● Required action
The lines to print are the one containing "Target: waterfall" and every line after it through the end of the entries below. Print them exactly and nothing else.

● Given data
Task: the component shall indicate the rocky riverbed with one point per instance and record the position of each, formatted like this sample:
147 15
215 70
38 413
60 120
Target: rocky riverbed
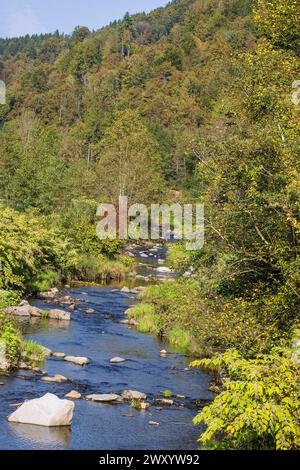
102 359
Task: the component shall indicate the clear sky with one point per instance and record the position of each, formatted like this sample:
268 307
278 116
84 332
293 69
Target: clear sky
19 17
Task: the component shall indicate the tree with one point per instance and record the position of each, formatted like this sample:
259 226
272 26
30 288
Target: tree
128 164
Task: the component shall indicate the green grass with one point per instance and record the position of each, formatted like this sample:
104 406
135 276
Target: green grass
149 324
92 268
9 298
45 280
10 337
32 353
180 338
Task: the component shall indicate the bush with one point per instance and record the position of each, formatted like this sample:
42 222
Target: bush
258 407
10 337
32 353
9 298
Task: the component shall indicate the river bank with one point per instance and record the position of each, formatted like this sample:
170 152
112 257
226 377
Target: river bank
101 336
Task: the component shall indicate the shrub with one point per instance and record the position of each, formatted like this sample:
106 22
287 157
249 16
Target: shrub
32 353
258 407
10 337
9 298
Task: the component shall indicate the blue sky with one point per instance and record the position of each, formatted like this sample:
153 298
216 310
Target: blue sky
19 17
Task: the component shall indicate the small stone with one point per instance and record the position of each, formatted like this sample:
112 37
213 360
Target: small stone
145 405
59 355
125 290
165 401
90 311
24 366
133 395
117 360
79 361
47 351
59 315
55 379
104 398
73 395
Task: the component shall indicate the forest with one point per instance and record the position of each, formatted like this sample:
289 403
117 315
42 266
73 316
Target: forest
193 102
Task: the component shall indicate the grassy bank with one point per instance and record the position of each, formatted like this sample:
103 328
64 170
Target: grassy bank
16 348
39 252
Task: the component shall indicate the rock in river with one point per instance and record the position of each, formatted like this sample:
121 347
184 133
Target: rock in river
50 294
117 360
79 361
73 395
55 379
59 355
133 395
59 315
48 410
105 398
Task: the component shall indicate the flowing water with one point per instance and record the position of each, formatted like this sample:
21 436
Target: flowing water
100 337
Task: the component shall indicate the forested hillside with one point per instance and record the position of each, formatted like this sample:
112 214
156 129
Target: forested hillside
200 94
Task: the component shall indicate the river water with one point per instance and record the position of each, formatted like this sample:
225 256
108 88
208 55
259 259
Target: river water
100 337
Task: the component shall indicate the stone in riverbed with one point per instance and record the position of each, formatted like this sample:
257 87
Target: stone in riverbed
104 398
117 360
133 395
79 361
145 405
55 379
47 351
59 315
73 395
59 355
125 290
48 410
90 311
50 294
166 402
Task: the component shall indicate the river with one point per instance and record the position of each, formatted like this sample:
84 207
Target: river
100 337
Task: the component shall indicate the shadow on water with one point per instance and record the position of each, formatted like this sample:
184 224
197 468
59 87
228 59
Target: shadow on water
101 336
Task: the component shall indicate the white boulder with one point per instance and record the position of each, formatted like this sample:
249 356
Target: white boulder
48 410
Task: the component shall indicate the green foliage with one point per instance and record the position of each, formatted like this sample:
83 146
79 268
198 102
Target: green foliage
10 338
32 353
279 20
9 298
258 407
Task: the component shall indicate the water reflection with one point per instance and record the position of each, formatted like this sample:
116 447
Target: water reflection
49 436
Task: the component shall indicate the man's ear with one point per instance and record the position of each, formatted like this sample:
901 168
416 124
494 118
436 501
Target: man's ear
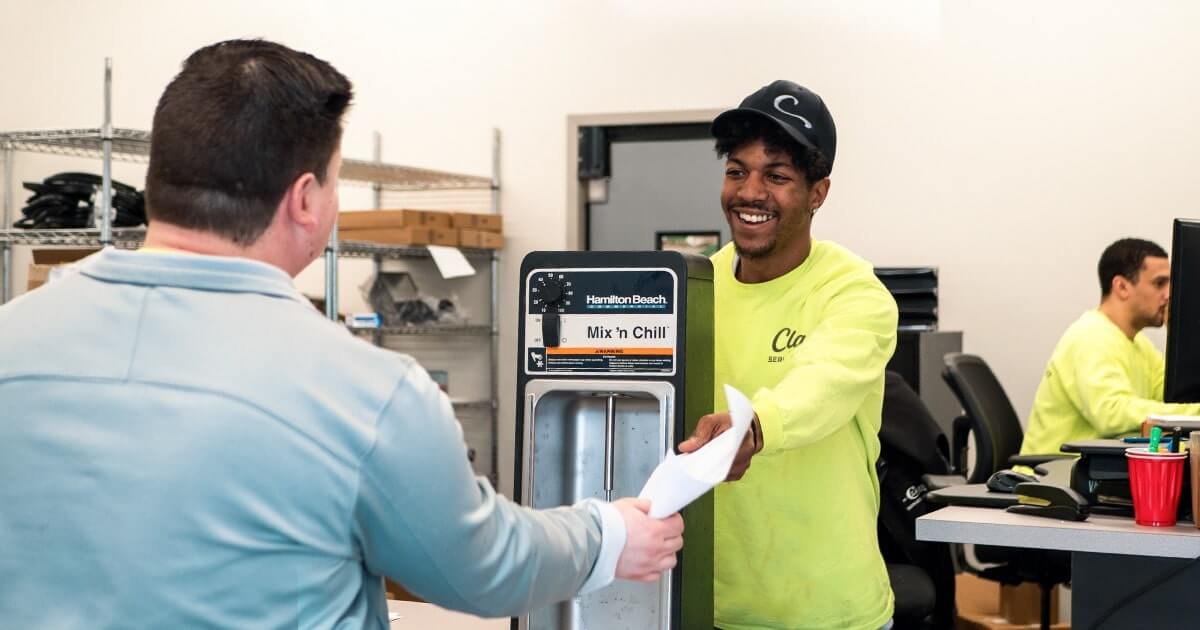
299 202
1121 286
817 193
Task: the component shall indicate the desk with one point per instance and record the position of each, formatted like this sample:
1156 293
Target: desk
1111 557
419 616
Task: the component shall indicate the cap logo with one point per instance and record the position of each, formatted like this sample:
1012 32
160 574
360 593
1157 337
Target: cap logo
785 97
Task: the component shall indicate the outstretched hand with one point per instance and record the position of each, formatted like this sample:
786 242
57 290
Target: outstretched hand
712 425
651 544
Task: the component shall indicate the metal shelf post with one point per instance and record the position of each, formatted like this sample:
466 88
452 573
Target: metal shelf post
106 139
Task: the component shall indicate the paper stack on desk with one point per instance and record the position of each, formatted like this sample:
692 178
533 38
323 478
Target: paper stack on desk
682 479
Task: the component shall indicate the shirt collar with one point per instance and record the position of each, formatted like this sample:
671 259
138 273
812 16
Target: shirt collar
190 271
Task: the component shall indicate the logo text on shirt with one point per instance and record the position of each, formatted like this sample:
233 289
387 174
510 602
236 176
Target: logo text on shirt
785 340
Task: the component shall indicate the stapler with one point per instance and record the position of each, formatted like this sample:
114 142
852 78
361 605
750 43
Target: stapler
1049 501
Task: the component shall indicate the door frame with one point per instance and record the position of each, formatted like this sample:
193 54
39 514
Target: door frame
576 195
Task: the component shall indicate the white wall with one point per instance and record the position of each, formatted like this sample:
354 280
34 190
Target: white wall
1006 143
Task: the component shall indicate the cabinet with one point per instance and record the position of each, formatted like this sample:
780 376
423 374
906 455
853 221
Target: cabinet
478 412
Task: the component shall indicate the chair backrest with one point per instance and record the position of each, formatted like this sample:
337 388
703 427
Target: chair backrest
993 419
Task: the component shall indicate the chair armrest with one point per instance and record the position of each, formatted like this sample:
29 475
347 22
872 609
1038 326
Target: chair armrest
942 481
959 432
1035 460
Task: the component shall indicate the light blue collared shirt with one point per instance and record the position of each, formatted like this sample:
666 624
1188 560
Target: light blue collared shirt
186 442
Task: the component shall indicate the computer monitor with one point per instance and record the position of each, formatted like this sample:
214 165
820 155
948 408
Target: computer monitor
1183 317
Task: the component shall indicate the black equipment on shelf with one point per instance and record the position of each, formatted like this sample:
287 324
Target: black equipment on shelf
915 289
66 201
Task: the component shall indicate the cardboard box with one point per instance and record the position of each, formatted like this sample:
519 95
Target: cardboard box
480 239
437 219
381 219
448 237
987 605
409 235
480 221
46 261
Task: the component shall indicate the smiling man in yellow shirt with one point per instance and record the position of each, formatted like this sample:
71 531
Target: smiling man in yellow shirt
1105 377
803 328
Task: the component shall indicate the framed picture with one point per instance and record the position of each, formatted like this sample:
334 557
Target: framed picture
700 243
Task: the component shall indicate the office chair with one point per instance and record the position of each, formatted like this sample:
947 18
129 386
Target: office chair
922 574
989 415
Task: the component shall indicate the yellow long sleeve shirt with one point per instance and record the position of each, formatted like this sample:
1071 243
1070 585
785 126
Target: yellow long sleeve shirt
796 538
1098 384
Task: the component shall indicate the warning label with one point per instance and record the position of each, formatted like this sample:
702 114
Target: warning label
601 360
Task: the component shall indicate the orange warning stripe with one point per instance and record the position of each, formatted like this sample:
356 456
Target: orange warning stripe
611 351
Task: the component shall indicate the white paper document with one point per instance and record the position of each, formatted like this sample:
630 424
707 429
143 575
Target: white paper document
682 479
450 261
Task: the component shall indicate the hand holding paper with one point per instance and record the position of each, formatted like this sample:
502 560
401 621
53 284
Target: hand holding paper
682 479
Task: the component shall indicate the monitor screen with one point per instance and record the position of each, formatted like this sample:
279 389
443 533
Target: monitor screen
1183 316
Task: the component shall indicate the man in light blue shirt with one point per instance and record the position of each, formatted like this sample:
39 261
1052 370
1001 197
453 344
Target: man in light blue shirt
185 442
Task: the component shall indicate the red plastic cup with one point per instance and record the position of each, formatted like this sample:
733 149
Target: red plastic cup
1155 480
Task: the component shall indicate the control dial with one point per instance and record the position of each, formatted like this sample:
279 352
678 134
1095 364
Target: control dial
551 294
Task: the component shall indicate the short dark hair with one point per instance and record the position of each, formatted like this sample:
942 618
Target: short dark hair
1125 258
234 129
749 129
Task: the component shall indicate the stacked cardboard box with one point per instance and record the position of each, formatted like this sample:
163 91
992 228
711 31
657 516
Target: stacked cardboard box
397 227
421 227
479 229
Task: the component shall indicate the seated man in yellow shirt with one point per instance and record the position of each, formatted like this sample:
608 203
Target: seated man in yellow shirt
1105 377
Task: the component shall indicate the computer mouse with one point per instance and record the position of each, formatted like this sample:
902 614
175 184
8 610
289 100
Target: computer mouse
1051 502
1006 480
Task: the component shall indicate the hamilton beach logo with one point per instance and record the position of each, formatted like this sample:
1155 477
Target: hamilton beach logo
795 101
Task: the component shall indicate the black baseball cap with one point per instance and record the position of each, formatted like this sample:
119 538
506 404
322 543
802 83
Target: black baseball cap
799 112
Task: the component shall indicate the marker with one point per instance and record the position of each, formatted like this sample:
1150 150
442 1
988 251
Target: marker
1156 435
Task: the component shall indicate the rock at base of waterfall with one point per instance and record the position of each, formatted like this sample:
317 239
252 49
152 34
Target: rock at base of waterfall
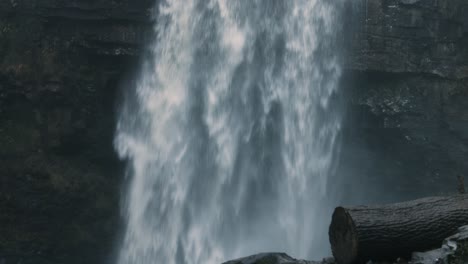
276 258
454 250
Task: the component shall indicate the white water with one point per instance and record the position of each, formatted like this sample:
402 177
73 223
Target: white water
231 136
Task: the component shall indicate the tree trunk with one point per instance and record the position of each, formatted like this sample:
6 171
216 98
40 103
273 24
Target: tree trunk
386 232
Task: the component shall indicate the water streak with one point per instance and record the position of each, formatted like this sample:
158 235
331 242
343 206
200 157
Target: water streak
230 140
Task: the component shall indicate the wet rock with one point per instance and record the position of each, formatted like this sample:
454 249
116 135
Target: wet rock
453 251
276 258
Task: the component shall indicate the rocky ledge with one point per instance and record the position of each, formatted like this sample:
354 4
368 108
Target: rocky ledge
454 250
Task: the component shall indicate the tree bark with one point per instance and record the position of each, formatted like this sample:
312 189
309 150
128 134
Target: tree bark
386 232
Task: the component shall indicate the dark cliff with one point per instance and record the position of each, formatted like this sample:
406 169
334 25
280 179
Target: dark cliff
61 63
61 66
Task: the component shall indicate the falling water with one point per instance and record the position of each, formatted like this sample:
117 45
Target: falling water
230 140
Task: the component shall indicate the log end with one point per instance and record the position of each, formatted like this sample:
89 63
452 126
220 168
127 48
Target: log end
343 237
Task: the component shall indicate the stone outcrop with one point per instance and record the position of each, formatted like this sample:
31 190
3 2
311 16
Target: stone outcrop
62 63
406 88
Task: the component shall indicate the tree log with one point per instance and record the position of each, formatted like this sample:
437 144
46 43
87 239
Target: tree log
386 232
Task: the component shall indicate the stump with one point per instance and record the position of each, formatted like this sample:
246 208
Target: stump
386 232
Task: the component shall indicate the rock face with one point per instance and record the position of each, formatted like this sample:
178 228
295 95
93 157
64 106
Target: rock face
406 133
61 66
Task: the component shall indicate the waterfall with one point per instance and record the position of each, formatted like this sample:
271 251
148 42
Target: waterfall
231 134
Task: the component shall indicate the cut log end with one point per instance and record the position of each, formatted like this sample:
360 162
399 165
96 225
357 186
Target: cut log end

● Exercise response
Target: waterfall
231 134
Task: the component shall indicate the cut log end with one point per instance and record the position of each, formatted like this sample:
360 162
399 165
96 225
357 186
Target: cut log end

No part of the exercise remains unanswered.